Text section:
————————

Cloud Native Infrastructure (Book Review)

The book was what I have expected from infrastructure book. There were no source codes, except some configuration scripts. The book contains the collection of experiences about cloud-native solutions. It mostly talks about development and deployment processes on the cloud-native.

The book starts with an explanation of what does Cloud Native Infrastructure means, benefits and philosophy.

Another interesting chapter was about Testing Cloud Native Infrastructure. Where usual topics regarding testing were covered. Things like: Infrastructure Assertion (Usage of Assert commands), Integration Testing, Unit Testing, Mock Testing. Among these testing approaches Chaos Testing was something new to me. Intuitively most of us thought about such testing, but here it was kind of mentioned and more like organized.

————————

Material supplied:
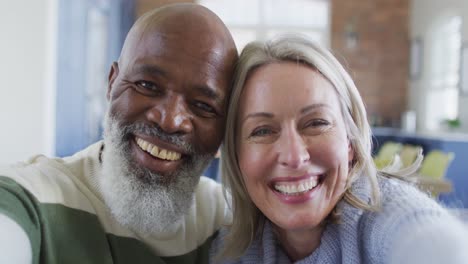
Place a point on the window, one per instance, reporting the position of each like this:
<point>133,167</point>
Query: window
<point>444,70</point>
<point>250,20</point>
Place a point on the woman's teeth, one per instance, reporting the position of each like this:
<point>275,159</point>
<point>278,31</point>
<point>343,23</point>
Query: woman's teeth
<point>157,152</point>
<point>297,187</point>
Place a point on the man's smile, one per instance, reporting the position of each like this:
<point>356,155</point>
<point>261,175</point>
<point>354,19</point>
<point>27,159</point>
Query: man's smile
<point>158,152</point>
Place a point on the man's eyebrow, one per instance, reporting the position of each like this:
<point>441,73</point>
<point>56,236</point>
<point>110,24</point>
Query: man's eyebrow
<point>313,107</point>
<point>257,114</point>
<point>150,69</point>
<point>208,92</point>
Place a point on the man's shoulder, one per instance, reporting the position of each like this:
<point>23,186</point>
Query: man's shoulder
<point>52,180</point>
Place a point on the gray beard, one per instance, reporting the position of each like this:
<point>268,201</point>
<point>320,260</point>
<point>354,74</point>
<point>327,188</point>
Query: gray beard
<point>140,199</point>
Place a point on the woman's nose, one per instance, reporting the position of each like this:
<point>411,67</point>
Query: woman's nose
<point>292,149</point>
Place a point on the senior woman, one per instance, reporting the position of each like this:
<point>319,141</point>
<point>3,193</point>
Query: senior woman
<point>297,163</point>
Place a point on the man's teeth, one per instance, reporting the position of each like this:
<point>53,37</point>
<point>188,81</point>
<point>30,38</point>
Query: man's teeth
<point>156,151</point>
<point>296,188</point>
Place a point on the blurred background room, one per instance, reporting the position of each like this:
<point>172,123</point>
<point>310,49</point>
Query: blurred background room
<point>409,59</point>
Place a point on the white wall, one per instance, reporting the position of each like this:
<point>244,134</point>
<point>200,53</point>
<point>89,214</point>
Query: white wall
<point>26,78</point>
<point>422,14</point>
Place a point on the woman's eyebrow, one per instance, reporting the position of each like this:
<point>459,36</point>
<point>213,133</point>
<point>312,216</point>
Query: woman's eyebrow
<point>257,114</point>
<point>313,107</point>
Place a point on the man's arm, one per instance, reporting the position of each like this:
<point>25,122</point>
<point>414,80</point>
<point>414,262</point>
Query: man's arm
<point>14,243</point>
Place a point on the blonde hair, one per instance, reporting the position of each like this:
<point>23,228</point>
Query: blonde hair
<point>248,220</point>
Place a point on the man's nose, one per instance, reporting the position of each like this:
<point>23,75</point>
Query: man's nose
<point>171,114</point>
<point>292,149</point>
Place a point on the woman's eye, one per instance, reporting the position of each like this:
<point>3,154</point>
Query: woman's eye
<point>317,123</point>
<point>261,132</point>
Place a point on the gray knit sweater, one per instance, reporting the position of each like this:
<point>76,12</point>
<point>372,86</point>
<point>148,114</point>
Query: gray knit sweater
<point>405,230</point>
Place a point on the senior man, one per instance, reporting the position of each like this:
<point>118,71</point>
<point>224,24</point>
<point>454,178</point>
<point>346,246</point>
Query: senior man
<point>136,196</point>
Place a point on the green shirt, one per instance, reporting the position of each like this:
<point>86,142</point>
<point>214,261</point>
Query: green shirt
<point>57,203</point>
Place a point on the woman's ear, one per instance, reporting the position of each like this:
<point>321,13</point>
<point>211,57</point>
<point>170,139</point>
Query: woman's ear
<point>350,152</point>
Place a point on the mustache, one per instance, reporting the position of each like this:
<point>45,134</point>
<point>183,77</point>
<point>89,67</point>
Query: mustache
<point>155,130</point>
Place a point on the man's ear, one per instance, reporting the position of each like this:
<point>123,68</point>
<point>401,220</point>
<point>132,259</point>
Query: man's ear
<point>113,73</point>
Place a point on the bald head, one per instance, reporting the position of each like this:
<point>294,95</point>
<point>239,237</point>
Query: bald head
<point>193,24</point>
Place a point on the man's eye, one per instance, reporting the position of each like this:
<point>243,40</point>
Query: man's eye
<point>205,107</point>
<point>147,88</point>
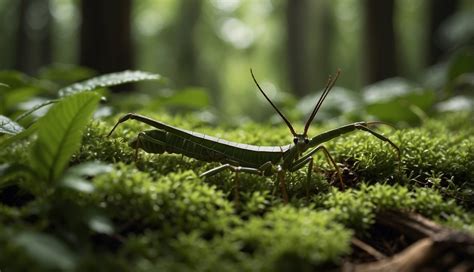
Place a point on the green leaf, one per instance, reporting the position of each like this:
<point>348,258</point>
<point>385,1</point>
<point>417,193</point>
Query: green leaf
<point>77,183</point>
<point>46,250</point>
<point>8,126</point>
<point>7,171</point>
<point>190,98</point>
<point>60,132</point>
<point>17,137</point>
<point>107,81</point>
<point>35,108</point>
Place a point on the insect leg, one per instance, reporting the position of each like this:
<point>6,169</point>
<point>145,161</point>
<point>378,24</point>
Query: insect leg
<point>282,183</point>
<point>308,159</point>
<point>236,170</point>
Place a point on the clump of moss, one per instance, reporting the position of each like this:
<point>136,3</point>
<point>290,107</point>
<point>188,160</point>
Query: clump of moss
<point>356,208</point>
<point>175,203</point>
<point>284,239</point>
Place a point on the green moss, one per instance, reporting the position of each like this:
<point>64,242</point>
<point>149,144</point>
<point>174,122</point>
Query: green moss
<point>356,208</point>
<point>175,203</point>
<point>166,217</point>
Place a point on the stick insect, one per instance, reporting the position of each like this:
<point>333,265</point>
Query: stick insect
<point>238,157</point>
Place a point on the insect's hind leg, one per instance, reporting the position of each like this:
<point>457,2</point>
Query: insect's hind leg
<point>236,170</point>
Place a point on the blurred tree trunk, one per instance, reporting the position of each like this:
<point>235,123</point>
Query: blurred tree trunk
<point>187,70</point>
<point>33,35</point>
<point>439,11</point>
<point>297,23</point>
<point>380,37</point>
<point>106,44</point>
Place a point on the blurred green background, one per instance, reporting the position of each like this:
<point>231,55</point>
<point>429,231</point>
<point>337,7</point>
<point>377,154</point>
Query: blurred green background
<point>401,60</point>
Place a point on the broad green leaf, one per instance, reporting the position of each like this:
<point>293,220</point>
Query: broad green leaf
<point>35,108</point>
<point>77,183</point>
<point>90,169</point>
<point>46,250</point>
<point>108,80</point>
<point>190,98</point>
<point>60,132</point>
<point>101,224</point>
<point>8,126</point>
<point>8,170</point>
<point>20,136</point>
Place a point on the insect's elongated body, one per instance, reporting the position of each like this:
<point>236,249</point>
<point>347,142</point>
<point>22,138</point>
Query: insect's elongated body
<point>204,147</point>
<point>238,157</point>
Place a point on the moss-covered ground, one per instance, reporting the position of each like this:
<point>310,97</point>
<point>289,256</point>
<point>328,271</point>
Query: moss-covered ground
<point>154,213</point>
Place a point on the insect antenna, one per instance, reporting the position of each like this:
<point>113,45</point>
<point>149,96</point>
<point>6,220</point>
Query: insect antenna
<point>327,88</point>
<point>273,105</point>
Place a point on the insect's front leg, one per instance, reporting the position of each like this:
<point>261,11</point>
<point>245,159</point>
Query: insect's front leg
<point>308,159</point>
<point>236,170</point>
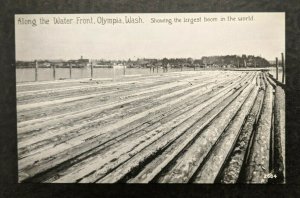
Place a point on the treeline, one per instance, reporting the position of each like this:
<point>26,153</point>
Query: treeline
<point>205,61</point>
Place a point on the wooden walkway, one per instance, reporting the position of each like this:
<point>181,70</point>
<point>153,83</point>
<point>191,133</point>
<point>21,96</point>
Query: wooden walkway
<point>196,127</point>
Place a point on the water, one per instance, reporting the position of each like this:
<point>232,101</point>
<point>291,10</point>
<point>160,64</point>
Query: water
<point>46,74</point>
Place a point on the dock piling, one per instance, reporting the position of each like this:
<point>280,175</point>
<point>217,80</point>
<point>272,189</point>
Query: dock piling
<point>92,70</point>
<point>36,70</point>
<point>70,70</point>
<point>54,72</point>
<point>276,68</point>
<point>283,68</point>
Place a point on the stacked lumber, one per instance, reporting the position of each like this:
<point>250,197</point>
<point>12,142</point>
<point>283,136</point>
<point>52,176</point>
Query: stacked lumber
<point>180,127</point>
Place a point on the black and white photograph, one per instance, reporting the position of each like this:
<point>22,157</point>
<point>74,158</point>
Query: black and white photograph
<point>151,98</point>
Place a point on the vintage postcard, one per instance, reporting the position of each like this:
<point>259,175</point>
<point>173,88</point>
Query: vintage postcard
<point>151,98</point>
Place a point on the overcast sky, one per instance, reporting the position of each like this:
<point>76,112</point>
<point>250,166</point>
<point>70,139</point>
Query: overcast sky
<point>264,36</point>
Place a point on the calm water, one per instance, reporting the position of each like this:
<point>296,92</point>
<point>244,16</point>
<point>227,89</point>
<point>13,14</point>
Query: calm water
<point>44,74</point>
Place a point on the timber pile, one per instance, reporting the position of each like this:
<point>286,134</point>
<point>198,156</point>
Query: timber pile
<point>196,127</point>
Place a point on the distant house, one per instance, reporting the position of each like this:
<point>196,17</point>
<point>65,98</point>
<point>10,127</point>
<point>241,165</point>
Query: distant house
<point>44,63</point>
<point>78,63</point>
<point>57,63</point>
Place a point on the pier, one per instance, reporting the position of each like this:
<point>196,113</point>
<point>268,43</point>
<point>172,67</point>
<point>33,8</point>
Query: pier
<point>178,127</point>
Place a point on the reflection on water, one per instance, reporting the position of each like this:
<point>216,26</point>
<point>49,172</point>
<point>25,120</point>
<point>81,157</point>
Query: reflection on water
<point>28,74</point>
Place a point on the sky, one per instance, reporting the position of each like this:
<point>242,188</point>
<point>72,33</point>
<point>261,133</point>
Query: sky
<point>264,36</point>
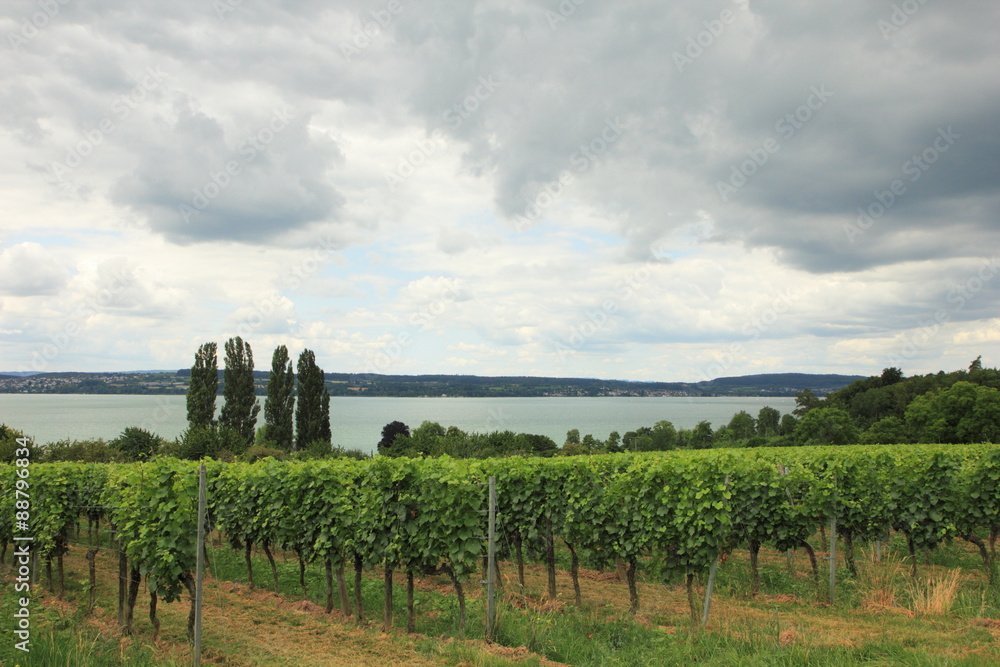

————————

Tasks to carry out:
- a) Print the passage of the book review starting at "The book starts" and ending at "more like organized.".
- b) Answer these questions using the book review above:
(i) What does the book start with?
(ii) Which testing approach was new to the reviewer?
(iii) What code, if any, does the book include?
- c) Translate this sentence from the book review into Spanish: "The book contains the collection of experiences about cloud-native solutions."

Solutions per task:
- a)
The book starts with an explanation of what does Cloud Native Infrastructure means, benefits and philosophy.

Another interesting chapter was about Testing Cloud Native Infrastructure. Where usual topics regarding testing were covered. Things like: Infrastructure Assertion (Usage of Assert commands), Integration Testing, Unit Testing, Mock Testing. Among these testing approaches Chaos Testing was something new to me. Intuitively most of us thought about such testing, but here it was kind of mentioned and more like organized.

- b)
(i) An explanation of what Cloud Native Infrastructure means, along with its benefits and philosophy.
(ii) Chaos Testing.
(iii) No source code, only some configuration scripts.

- c) El libro contiene la colección de experiencias sobre soluciones nativas de la nube.